§ **Stated exercise**
Render all of the records below as a two-column CSV with the headers request and answer, one row per record, putting each record's text and its answer in single quoted fields with line breaks replaced by spaces. Omit the pictures.
+++ Task input
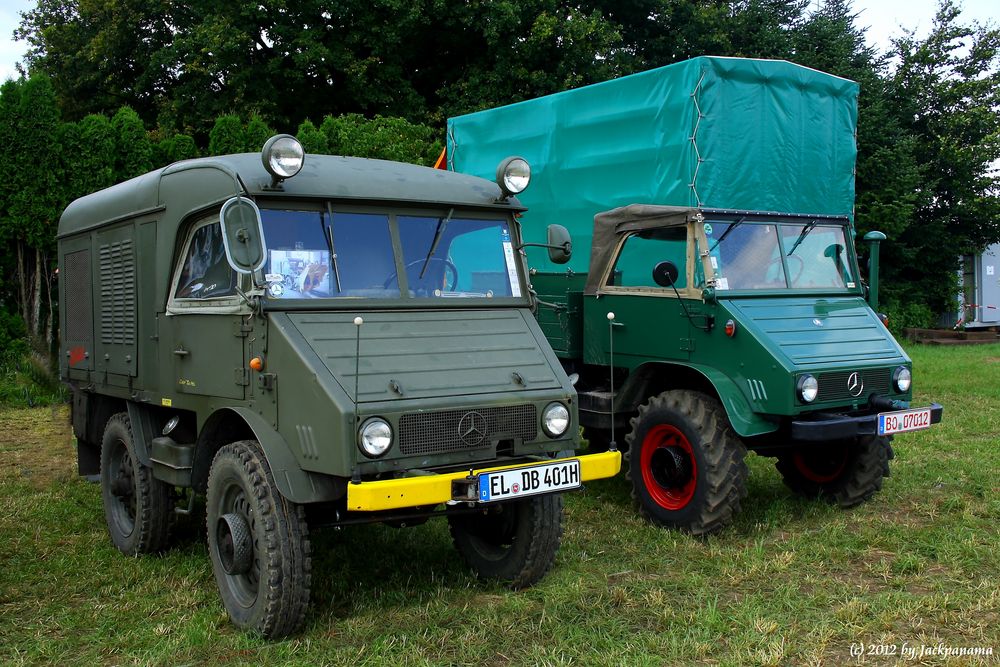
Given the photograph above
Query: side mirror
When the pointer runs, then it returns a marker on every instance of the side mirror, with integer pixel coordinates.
(665, 273)
(243, 235)
(560, 244)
++++++
§ **Output of the task**
request,answer
"Given the photograph above Query: side mirror When the pointer runs, then it returns a marker on every instance of the side mirror, with integer pixel coordinates.","(665, 273) (243, 235) (560, 244)"